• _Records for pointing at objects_
— Begin —

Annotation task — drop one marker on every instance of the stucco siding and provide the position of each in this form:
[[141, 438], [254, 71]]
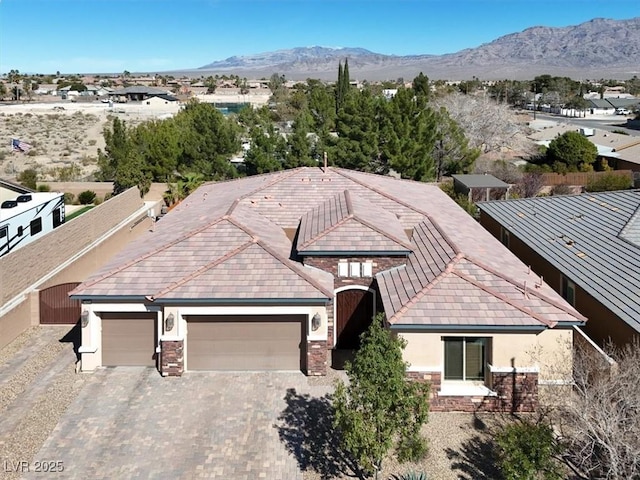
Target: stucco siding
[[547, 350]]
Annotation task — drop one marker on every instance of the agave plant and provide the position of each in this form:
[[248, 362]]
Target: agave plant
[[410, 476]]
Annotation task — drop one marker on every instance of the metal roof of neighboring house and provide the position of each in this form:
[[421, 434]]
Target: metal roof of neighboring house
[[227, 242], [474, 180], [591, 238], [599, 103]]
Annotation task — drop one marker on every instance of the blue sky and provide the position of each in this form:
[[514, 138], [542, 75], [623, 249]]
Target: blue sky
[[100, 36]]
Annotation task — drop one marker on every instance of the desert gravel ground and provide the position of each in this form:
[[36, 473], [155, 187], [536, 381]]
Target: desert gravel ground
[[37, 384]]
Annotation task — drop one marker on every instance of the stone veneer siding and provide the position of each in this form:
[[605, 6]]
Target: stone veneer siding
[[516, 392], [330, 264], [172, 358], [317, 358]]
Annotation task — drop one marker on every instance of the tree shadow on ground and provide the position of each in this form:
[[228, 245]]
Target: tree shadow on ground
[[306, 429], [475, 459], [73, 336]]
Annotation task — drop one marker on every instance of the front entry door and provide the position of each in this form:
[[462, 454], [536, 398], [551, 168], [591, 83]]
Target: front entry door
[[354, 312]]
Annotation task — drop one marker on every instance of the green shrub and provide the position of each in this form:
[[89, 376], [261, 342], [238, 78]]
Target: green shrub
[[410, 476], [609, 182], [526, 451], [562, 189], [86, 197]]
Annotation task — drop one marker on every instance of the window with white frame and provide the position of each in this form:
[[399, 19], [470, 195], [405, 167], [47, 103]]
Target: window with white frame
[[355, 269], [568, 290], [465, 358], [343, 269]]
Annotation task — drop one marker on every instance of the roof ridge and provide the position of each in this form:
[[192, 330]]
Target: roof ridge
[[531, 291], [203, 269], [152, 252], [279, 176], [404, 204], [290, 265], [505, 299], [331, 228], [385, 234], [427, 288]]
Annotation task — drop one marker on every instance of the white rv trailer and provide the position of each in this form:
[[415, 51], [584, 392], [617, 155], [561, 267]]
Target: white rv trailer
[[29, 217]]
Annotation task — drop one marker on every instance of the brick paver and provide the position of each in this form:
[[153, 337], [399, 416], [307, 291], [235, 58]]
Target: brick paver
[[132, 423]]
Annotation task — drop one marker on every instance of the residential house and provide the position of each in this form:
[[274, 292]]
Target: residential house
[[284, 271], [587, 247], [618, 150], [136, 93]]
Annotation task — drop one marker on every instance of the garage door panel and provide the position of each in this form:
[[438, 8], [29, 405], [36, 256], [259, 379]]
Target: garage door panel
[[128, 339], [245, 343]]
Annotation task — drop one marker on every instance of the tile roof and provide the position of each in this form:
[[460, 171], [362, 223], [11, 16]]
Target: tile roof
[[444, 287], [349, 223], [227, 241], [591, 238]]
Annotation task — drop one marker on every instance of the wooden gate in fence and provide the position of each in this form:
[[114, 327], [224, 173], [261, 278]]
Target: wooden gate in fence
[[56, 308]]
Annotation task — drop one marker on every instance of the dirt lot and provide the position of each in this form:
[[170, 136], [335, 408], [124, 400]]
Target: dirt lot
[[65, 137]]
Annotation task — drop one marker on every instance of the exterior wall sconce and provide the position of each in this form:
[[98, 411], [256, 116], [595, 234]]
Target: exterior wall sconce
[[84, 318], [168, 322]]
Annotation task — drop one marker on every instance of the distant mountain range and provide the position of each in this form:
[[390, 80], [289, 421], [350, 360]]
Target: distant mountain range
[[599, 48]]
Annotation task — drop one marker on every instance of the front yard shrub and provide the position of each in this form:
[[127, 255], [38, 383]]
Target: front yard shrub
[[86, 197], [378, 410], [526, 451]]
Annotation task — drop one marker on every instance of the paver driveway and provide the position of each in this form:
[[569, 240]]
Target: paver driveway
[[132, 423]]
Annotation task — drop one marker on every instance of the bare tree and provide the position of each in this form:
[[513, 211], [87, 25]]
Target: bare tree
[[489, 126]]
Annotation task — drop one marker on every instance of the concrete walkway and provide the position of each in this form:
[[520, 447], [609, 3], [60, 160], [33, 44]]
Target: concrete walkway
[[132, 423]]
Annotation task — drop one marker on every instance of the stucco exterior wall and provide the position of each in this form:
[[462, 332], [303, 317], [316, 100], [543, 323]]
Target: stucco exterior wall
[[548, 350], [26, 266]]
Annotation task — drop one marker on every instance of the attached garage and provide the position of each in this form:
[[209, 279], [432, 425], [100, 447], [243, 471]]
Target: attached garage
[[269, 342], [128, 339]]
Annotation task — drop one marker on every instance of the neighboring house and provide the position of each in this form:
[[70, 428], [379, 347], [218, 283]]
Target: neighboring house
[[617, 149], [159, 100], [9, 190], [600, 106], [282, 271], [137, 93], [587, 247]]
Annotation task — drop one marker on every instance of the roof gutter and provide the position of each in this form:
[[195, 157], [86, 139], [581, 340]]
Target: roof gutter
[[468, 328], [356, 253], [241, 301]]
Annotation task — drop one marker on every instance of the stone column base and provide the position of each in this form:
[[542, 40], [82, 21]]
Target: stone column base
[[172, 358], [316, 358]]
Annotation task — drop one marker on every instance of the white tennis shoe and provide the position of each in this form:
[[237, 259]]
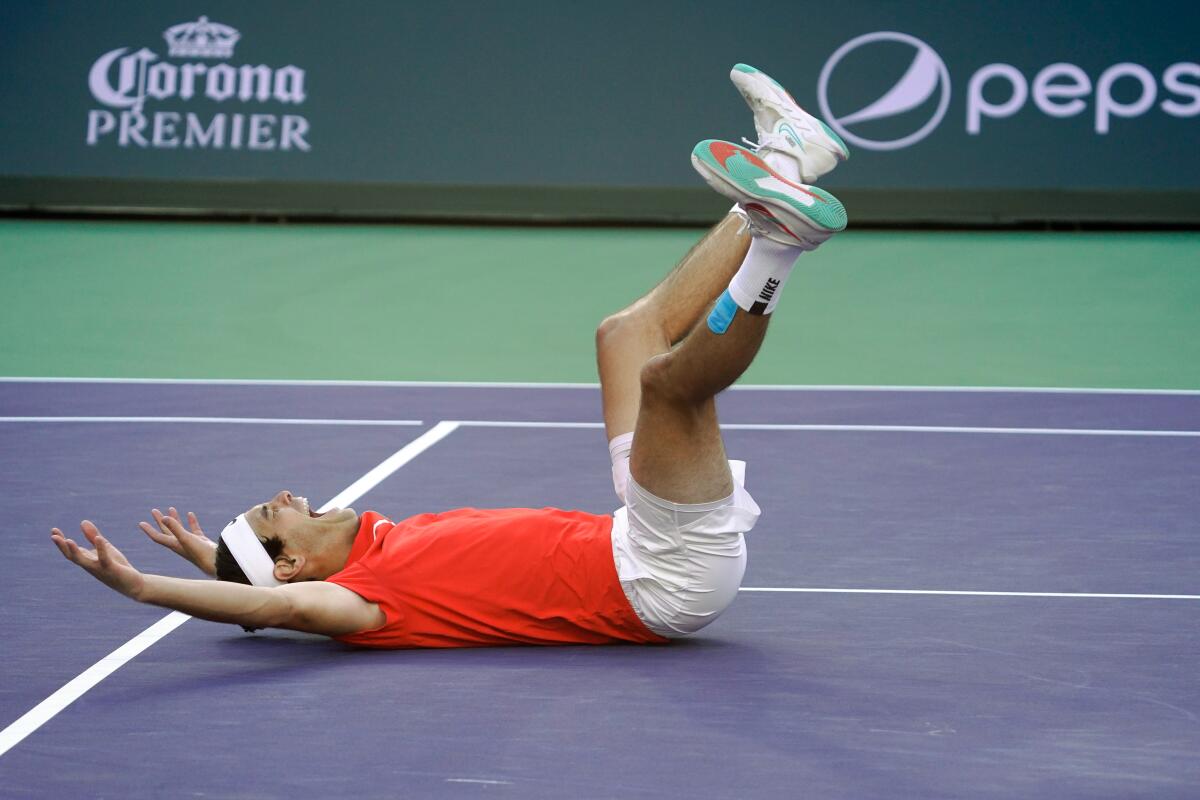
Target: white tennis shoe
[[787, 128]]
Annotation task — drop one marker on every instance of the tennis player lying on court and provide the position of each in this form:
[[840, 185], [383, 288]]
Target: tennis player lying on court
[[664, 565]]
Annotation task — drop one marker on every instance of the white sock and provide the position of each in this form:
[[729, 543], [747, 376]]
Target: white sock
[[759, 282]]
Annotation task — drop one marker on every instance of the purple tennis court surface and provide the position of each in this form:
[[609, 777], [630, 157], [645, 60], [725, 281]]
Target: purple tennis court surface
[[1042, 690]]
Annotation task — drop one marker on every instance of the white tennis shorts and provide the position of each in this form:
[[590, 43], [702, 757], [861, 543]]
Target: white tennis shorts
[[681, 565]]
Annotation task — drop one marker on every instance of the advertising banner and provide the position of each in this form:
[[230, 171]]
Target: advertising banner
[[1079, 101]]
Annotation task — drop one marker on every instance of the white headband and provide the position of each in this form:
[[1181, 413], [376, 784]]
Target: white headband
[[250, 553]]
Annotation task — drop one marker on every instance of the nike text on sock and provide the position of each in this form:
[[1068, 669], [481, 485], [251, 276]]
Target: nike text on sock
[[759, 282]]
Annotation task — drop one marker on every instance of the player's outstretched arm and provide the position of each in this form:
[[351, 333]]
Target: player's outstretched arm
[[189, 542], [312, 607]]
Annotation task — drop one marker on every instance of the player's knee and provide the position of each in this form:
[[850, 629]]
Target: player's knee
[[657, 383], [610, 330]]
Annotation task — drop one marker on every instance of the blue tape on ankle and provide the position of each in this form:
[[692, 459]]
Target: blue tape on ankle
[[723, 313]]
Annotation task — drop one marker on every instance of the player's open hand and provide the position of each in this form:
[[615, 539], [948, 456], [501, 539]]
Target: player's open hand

— End —
— Begin —

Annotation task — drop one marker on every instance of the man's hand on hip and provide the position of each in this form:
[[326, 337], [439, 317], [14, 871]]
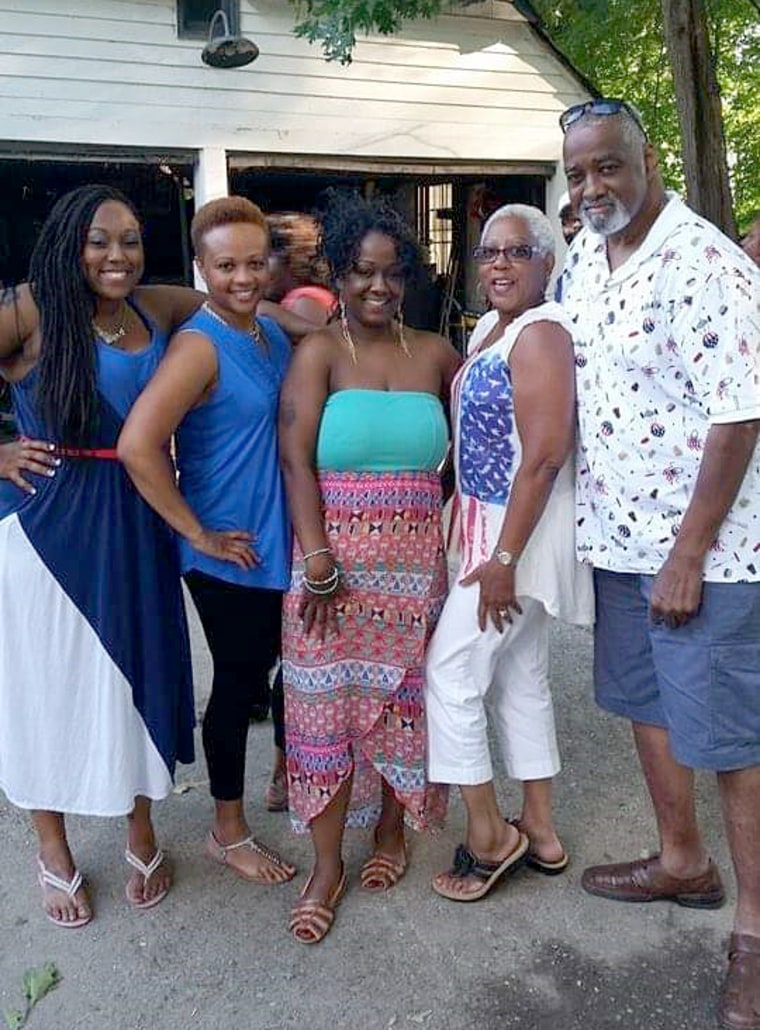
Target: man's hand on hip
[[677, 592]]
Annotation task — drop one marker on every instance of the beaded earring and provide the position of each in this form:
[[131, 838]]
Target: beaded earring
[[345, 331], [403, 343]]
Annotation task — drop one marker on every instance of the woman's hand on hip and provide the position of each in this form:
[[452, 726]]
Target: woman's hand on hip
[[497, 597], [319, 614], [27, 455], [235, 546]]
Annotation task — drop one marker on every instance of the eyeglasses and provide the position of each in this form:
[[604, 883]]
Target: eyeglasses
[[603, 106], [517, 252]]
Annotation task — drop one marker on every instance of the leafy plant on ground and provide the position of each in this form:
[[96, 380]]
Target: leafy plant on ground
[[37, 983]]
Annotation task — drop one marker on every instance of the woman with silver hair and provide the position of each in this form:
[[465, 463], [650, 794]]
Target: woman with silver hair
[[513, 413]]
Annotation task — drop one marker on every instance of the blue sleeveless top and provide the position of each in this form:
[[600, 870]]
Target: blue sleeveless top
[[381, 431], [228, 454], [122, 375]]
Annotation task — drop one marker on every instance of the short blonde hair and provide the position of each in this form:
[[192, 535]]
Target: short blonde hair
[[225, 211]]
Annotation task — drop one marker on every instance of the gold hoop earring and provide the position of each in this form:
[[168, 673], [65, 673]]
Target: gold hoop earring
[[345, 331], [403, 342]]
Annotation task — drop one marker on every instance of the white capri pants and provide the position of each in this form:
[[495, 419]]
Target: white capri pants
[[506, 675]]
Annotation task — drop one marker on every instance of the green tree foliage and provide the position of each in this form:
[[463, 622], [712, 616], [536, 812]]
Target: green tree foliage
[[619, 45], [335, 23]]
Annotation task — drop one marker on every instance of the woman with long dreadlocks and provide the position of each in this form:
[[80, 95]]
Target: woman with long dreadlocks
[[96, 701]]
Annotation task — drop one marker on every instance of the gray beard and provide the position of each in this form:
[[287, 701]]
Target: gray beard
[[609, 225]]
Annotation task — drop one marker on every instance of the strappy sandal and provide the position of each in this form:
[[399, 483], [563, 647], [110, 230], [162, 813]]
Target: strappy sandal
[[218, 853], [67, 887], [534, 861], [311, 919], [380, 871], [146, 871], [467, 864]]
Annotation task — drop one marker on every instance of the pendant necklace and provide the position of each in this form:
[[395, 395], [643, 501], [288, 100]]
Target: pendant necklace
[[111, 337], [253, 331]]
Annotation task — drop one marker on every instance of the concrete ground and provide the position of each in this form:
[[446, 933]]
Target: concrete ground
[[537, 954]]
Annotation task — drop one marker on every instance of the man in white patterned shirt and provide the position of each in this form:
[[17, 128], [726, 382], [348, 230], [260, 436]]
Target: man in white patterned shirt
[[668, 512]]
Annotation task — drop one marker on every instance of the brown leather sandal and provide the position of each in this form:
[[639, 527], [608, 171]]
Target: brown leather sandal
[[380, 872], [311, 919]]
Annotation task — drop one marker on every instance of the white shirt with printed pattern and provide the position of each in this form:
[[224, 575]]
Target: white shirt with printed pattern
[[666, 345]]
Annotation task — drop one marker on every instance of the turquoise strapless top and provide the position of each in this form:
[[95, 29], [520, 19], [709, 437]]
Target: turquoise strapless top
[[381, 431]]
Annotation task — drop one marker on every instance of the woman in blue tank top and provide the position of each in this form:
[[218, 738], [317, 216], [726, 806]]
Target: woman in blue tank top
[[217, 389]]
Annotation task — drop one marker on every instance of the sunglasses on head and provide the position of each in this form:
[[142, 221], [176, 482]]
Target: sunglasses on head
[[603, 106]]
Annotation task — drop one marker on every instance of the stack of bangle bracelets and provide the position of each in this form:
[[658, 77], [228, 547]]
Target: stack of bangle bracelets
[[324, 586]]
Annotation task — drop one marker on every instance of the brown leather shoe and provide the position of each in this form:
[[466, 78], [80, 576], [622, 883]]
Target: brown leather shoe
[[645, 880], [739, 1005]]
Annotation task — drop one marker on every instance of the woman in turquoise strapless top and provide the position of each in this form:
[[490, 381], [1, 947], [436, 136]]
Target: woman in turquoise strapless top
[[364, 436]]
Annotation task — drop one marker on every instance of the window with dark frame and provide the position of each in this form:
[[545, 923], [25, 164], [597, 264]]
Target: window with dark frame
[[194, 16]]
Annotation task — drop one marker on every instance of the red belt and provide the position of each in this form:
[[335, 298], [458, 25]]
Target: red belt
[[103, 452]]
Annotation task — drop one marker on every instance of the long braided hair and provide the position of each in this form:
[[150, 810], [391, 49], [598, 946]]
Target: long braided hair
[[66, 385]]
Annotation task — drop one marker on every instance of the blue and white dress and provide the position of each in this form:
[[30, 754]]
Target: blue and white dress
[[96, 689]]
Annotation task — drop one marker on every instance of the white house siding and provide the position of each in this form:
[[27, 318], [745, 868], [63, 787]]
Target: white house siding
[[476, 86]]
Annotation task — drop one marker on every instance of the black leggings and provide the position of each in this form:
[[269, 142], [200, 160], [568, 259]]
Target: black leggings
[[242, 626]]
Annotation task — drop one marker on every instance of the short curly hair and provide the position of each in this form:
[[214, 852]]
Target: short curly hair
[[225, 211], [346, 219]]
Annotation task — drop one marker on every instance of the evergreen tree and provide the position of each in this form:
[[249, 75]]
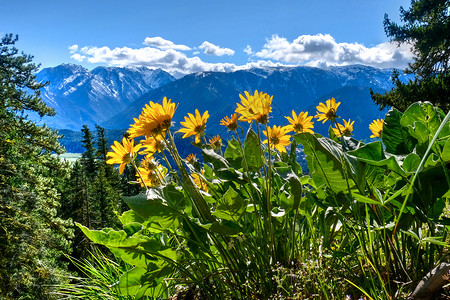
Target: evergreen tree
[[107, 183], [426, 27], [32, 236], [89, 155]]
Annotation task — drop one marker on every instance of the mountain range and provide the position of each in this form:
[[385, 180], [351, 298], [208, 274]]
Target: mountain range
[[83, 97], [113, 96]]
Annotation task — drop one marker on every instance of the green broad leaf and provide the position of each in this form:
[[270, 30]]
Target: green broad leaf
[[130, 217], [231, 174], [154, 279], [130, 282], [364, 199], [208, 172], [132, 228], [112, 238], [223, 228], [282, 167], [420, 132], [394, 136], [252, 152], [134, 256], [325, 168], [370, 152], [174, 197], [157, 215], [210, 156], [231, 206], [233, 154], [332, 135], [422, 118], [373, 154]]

— End —

• _Given request_
Reproduce the records verbatim, from the line containing "the stucco siding" through the line containing "[[306, 429], [475, 459], [73, 336]]", both lines included. Omit the pictures from your reproduction.

• _Expected answer_
Annotation task — drop one marker on every instance of the stucco siding and provide the position of each in this form:
[[141, 438], [254, 71]]
Target: stucco siding
[[547, 350]]
Annotation task — drop one marker on every instance of the agave plant and provide the position of each in this form:
[[248, 362]]
Target: agave plant
[[410, 476]]
Annotation task — drop one marker on every instance of the metal roof of neighboring house and provide the position of each in this form:
[[421, 434]]
Target: metal roof of neighboring house
[[227, 242], [474, 180], [591, 238], [599, 103]]
Annotation task — drop one marker on every instance of the blue sky and provide the position of each in this form:
[[514, 138], [542, 75], [623, 249]]
Target: blue sky
[[100, 36]]
Annotation task — drop one marker on every instance of the desert gravel ground and provide the position of each in this form:
[[36, 473], [155, 187], [536, 381]]
Target: desert gravel ground
[[37, 384]]
Annotation task — drop one marker on every instance of the stone veneer siding and provide the position of each in this form:
[[605, 6]]
Target: stone veneer siding
[[516, 392], [330, 264], [172, 358], [317, 358]]
Annotation task — drop one marker on every instance of the tree shadow on ground and provide the position of each in this form:
[[228, 245]]
Target: tree shadow on ground
[[306, 429], [475, 459], [73, 336]]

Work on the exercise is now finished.